▶ やること
鉄道利用客数の本文のうち、「2020/12/09 05:44」から「であることは言うまでもない。」までの部分を、「私鉄」を「民鉄」に更新して書き直してください。

日本の鉄道利用客数推移などをグラフ化してみる(最新)
2020/12/09 05:44


スポンサードリンク
2019年度は約252億人が利用
最初に確認するのは、JR・私鉄を問わず日本国内の鉄道を利用した旅客数の推移。JRはほぼ全国展開、私鉄は一般的に地域との密着性が強いことから、利用者数はJR各社の合計の方が多いイメージがあるが、実際には私鉄各社の方が多い。直近2019年度ではJRが95億0300万人、私鉄各社が156億8700万人で、合計で251億9000万人が鉄道を利用している計算になる。延べ人数であることは言うまでもない。

↑ 鉄道・軌道旅客人数(億人)

↑ 鉄道・軌道旅客人数(億人)(積み上げグラフ)
バブル期までは漸増していた利用数も、バブル崩壊あたりで頭打ちとなり、それ以降は減退。今世紀に入ってから再び増え始めるが、金融危機・リーマンショックで再び下げ基調に。2011年度を底として、それ以降はおおよそ増加の傾向を示している。

▶ 記録の抜粋
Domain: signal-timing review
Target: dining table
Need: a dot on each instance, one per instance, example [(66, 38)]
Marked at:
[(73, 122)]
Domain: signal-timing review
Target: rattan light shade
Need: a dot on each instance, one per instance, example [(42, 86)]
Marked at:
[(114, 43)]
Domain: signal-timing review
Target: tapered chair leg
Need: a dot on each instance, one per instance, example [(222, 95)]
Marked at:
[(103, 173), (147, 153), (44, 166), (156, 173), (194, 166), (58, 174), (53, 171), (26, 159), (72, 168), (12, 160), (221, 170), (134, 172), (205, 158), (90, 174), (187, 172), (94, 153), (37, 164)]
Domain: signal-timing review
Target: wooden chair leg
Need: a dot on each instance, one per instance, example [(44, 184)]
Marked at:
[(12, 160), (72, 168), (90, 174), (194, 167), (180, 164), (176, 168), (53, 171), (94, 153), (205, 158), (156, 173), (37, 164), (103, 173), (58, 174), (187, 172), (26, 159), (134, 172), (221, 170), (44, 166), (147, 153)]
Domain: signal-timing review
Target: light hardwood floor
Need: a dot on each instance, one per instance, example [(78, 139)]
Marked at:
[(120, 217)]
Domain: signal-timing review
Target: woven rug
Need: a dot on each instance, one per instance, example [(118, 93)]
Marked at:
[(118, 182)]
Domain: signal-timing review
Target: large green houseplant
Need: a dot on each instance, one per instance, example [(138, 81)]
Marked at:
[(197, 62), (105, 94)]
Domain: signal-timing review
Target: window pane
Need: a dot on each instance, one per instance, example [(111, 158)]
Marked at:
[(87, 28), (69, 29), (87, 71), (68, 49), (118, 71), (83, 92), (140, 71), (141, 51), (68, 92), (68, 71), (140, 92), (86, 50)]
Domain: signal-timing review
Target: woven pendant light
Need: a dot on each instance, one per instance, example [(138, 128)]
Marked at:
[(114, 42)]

▶ 解答
2020/12/09 05:44


スポンサードリンク
2019年度は約252億人が利用
最初に確認するのは、JR・民鉄を問わず日本国内の鉄道を利用した旅客数の推移。JRはほぼ全国展開、民鉄は一般的に地域との密着性が強いことから、利用者数はJR各社の合計の方が多いイメージがあるが、実際には民鉄各社の方が多い。直近2019年度ではJRが95億0300万人、民鉄各社が156億8700万人で、合計で251億9000万人が鉄道を利用している計算になる。延べ人数であることは言うまでもない。